--- Exercise instructions ---
Quote the listing below in its entirety.

================================

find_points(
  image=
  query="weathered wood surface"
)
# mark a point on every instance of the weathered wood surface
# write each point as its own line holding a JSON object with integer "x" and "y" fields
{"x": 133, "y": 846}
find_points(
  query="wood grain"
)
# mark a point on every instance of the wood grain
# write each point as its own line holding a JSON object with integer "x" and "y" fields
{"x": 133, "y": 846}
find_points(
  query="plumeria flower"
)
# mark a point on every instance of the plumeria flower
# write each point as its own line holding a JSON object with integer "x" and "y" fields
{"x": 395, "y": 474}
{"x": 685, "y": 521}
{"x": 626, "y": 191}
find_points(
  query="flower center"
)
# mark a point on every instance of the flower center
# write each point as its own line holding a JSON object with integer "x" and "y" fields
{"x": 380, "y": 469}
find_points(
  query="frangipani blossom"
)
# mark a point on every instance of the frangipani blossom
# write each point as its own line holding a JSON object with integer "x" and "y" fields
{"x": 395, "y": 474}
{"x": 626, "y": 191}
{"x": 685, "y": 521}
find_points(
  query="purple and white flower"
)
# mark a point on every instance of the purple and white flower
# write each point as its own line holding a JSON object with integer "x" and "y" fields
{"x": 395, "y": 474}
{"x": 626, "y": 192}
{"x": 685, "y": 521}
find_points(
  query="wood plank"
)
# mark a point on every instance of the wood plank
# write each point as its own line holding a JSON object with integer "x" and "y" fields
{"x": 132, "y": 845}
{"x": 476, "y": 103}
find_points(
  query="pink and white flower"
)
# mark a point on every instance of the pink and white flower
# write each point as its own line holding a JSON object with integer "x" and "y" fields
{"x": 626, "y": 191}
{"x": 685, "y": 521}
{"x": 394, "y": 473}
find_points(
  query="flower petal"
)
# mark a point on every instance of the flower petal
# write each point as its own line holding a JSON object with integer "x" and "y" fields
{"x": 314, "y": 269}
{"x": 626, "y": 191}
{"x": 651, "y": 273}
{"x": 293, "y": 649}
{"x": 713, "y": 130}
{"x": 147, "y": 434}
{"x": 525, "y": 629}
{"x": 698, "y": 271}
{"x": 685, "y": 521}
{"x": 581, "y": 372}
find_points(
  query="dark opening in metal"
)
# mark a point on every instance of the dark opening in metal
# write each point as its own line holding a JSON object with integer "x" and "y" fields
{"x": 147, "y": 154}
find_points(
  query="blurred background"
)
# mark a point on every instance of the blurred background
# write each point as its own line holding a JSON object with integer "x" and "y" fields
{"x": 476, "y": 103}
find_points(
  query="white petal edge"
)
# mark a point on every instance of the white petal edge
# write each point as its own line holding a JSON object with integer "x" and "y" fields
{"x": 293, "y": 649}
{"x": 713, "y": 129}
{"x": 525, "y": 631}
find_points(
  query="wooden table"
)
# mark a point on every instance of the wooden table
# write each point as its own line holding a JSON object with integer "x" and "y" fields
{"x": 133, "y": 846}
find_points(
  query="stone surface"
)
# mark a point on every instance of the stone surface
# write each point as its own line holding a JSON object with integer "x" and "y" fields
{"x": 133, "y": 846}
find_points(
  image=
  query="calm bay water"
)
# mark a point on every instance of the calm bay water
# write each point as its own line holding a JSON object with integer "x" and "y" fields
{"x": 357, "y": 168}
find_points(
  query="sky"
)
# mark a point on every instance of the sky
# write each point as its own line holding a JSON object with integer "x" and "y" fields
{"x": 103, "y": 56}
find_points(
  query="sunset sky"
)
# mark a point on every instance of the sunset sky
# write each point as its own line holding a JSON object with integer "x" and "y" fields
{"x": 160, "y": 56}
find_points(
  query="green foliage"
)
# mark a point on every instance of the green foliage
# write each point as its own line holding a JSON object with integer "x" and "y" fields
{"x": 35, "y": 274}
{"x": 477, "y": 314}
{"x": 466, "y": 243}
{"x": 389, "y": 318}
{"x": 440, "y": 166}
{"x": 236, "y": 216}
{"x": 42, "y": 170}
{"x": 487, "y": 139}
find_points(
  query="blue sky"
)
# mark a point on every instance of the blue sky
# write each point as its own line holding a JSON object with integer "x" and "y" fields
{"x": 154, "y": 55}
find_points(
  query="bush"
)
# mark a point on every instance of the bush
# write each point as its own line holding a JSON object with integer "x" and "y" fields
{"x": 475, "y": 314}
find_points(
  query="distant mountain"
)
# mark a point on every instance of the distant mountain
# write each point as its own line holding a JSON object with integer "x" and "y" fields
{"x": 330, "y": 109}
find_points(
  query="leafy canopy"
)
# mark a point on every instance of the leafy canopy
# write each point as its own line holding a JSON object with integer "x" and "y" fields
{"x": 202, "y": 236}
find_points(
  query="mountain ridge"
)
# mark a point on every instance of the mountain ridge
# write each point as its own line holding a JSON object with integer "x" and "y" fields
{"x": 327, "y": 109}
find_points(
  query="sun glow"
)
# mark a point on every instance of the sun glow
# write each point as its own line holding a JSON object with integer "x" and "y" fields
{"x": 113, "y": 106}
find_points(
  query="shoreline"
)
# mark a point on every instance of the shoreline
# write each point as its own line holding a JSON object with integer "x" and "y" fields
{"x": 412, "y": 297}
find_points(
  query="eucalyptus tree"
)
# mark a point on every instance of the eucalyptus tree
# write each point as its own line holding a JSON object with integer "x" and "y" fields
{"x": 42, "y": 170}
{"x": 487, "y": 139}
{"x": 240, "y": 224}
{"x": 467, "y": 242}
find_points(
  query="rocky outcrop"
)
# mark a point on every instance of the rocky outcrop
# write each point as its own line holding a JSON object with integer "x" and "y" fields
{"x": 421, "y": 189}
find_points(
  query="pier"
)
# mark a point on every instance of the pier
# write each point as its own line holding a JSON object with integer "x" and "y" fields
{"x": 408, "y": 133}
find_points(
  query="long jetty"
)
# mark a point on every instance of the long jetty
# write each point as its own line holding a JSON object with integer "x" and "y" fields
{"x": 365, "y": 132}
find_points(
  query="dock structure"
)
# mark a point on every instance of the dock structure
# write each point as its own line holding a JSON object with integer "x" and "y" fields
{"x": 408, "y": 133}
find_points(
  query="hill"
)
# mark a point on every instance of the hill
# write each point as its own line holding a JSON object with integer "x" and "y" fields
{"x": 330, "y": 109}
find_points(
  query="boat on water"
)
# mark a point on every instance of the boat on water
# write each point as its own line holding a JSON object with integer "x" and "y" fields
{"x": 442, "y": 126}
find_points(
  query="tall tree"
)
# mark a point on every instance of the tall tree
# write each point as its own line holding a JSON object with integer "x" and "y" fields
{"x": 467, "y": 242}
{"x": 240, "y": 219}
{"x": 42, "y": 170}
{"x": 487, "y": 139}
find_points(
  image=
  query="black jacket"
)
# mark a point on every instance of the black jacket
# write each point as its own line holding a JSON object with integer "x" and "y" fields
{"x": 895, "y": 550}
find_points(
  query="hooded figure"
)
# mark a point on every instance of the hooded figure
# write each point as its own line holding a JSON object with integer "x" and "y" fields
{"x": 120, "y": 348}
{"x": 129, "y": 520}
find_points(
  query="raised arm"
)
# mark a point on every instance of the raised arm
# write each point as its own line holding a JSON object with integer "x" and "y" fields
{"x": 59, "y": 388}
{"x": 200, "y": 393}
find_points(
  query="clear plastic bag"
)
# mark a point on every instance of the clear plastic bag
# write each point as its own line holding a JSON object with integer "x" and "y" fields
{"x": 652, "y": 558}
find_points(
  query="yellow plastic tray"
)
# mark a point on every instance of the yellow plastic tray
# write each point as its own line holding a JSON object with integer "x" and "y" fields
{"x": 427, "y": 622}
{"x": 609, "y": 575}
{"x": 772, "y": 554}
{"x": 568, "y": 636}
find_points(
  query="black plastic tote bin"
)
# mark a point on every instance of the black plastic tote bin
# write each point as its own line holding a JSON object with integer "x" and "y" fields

================================

--- Solution for this exercise ---
find_points(
  image=
  query="weathered wood surface"
)
# mark a point on every instance of the weathered wood surface
# write each point as its own line holding a JSON object with integer "x" and "y" fields
{"x": 133, "y": 846}
find_points(
  query="wood grain"
)
# mark a point on every instance of the wood grain
# write each point as its own line holding a JSON object with integer "x" and "y" fields
{"x": 133, "y": 846}
find_points(
  query="plumeria flower"
)
# mark a point on every instance of the plumeria flower
# write each point as its own line holding a JSON object with integer "x" and "y" fields
{"x": 395, "y": 474}
{"x": 685, "y": 521}
{"x": 626, "y": 191}
find_points(
  query="flower center"
)
# mark a point on every instance of the flower center
# write each point as its own line holding a JSON object with integer "x" and "y" fields
{"x": 380, "y": 469}
find_points(
  query="frangipani blossom"
)
# mark a point on every instance of the frangipani blossom
# write each point as its own line holding a JSON object with integer "x" and "y" fields
{"x": 395, "y": 474}
{"x": 626, "y": 191}
{"x": 685, "y": 521}
find_points(
  query="purple and white flower"
)
# mark a point on every instance of the purple and white flower
# write each point as its own line holding a JSON object with integer "x" and "y" fields
{"x": 395, "y": 474}
{"x": 626, "y": 192}
{"x": 685, "y": 521}
find_points(
  query="wood plank"
)
# mark a point on every instance of the wood plank
# write each point as its own line holding a JSON object with integer "x" and "y" fields
{"x": 132, "y": 845}
{"x": 476, "y": 103}
find_points(
  query="pink and white flower"
)
# mark a point on every instance of the pink and white flower
# write each point as its own line holding a JSON object with integer "x" and "y" fields
{"x": 626, "y": 191}
{"x": 685, "y": 521}
{"x": 394, "y": 473}
find_points(
  query="flower petal"
)
# mark a point on every instance of the flower petal
# write each point as its own line holding a JSON object with integer "x" and "y" fields
{"x": 314, "y": 269}
{"x": 626, "y": 191}
{"x": 651, "y": 273}
{"x": 293, "y": 649}
{"x": 713, "y": 130}
{"x": 147, "y": 434}
{"x": 525, "y": 629}
{"x": 698, "y": 271}
{"x": 685, "y": 521}
{"x": 581, "y": 372}
find_points(
  query="dark opening in metal"
)
# mark a point on every instance of the dark opening in metal
# write each point as its own line holding a JSON object with integer "x" and "y" fields
{"x": 147, "y": 154}
find_points(
  query="blurred background"
)
# mark a point on every instance of the blurred background
# write each point as its own line holding a JSON object with integer "x" and "y" fields
{"x": 476, "y": 103}
find_points(
  query="white petal edge"
)
# mark a point on every instance of the white petal edge
# write each point as its own line holding a JSON object with integer "x" and "y" fields
{"x": 293, "y": 649}
{"x": 713, "y": 129}
{"x": 525, "y": 631}
find_points(
  query="wooden table"
)
# mark a point on every instance of the wooden table
# write each point as its own line holding a JSON object with integer "x" and "y" fields
{"x": 133, "y": 846}
find_points(
  query="stone surface"
)
# mark a point on every instance of the stone surface
# write each point as its own line holding a JSON object with integer "x" and "y" fields
{"x": 133, "y": 846}
find_points(
  image=
  query="calm bay water"
)
# mark a point on every instance of the calm bay water
# write each point as its own line holding a JSON object with integer "x" and "y" fields
{"x": 357, "y": 168}
find_points(
  query="sky"
)
# mark a point on every instance of the sky
# write each point as its own line holding a JSON object with integer "x" and "y" fields
{"x": 103, "y": 56}
find_points(
  query="sunset sky"
)
# mark a point on every instance of the sunset sky
# write each point as its own line holding a JSON object with integer "x" and "y" fields
{"x": 160, "y": 56}
find_points(
  query="green foliage"
)
# mark a point on every instance of the green foliage
# write each point as its own line holding a JSON object with integer "x" and "y" fields
{"x": 35, "y": 274}
{"x": 477, "y": 314}
{"x": 466, "y": 243}
{"x": 389, "y": 318}
{"x": 440, "y": 166}
{"x": 236, "y": 216}
{"x": 42, "y": 170}
{"x": 487, "y": 139}
find_points(
  query="blue sky"
)
# mark a point on every instance of the blue sky
# write each point as its own line holding a JSON object with integer "x" and "y" fields
{"x": 154, "y": 55}
find_points(
  query="bush"
)
# mark a point on every instance of the bush
# write each point as its own line holding a JSON object with integer "x" and "y" fields
{"x": 475, "y": 314}
find_points(
  query="distant mountain"
)
# mark a point on every instance of the distant mountain
# write each point as its own line holding a JSON object with integer "x" and "y" fields
{"x": 330, "y": 109}
find_points(
  query="leafy canopy"
)
# mark a point on every instance of the leafy canopy
# write each point as its own line holding a JSON object with integer "x" and "y" fields
{"x": 202, "y": 236}
find_points(
  query="mountain ridge"
)
# mark a point on every instance of the mountain ridge
# write each point as its own line holding a JSON object with integer "x" and "y" fields
{"x": 327, "y": 109}
find_points(
  query="sun glow"
)
# mark a point on every instance of the sun glow
# write each point as its own line holding a JSON object with integer "x" and "y" fields
{"x": 113, "y": 106}
find_points(
  query="shoreline"
)
# mark a point on every instance of the shoreline
# write each point as its own line holding a JSON object with integer "x" and "y" fields
{"x": 412, "y": 297}
find_points(
  query="eucalyptus tree"
)
# mark a point on every instance of the eucalyptus tree
# write each point as its own line holding a JSON object with integer "x" and "y" fields
{"x": 42, "y": 170}
{"x": 487, "y": 139}
{"x": 240, "y": 224}
{"x": 467, "y": 242}
find_points(
  query="rocky outcrop"
)
# mark a point on every instance of the rocky outcrop
# write each point as its own line holding a JSON object with integer "x" and "y" fields
{"x": 421, "y": 189}
find_points(
  query="pier"
)
# mark a point on every instance of the pier
# write each point as its own line holding a JSON object with integer "x" and "y" fields
{"x": 408, "y": 133}
find_points(
  query="long jetty"
)
# mark a point on every instance of the long jetty
# write each point as its own line holding a JSON object with integer "x" and "y" fields
{"x": 365, "y": 132}
find_points(
  query="dock structure"
)
# mark a point on every instance of the dock structure
# write each point as its own line holding a JSON object with integer "x" and "y" fields
{"x": 408, "y": 133}
find_points(
  query="hill"
)
# mark a point on every instance of the hill
# write each point as its own line holding a JSON object with integer "x" and "y" fields
{"x": 330, "y": 109}
find_points(
  query="boat on water"
)
# mark a point on every instance of the boat on water
# write each point as its own line holding a JSON object with integer "x" and "y" fields
{"x": 442, "y": 126}
find_points(
  query="tall tree"
)
# mark a point on every instance of the tall tree
# write each point as its own line holding a JSON object with integer "x" and "y" fields
{"x": 467, "y": 242}
{"x": 240, "y": 219}
{"x": 42, "y": 170}
{"x": 487, "y": 139}
find_points(
  image=
  query="black jacket"
)
# mark a point on every instance of the black jacket
# write each point as its own line holding a JSON object with integer "x" and "y" fields
{"x": 895, "y": 550}
find_points(
  query="hooded figure"
)
# mark a point on every instance of the hooded figure
# write each point as its own line holding a JSON object with integer "x" and "y" fields
{"x": 120, "y": 348}
{"x": 129, "y": 520}
find_points(
  query="raised arm"
)
# mark a point on every instance of the raised arm
# write each point as its own line holding a JSON object with integer "x" and "y" fields
{"x": 59, "y": 388}
{"x": 200, "y": 393}
find_points(
  query="clear plastic bag"
)
# mark a point on every instance of the clear plastic bag
# write each point as its own line holding a JSON object with integer "x" and "y" fields
{"x": 652, "y": 558}
find_points(
  query="yellow plastic tray"
)
# mark a point on every instance of the yellow plastic tray
# write each point as its own line holding a JSON object with integer "x" and "y" fields
{"x": 427, "y": 622}
{"x": 609, "y": 575}
{"x": 772, "y": 554}
{"x": 568, "y": 636}
find_points(
  query="black plastic tote bin"
)
# mark a point on every instance of the black plastic tote bin
# write each point as its own line holding a JSON object with integer "x" and "y" fields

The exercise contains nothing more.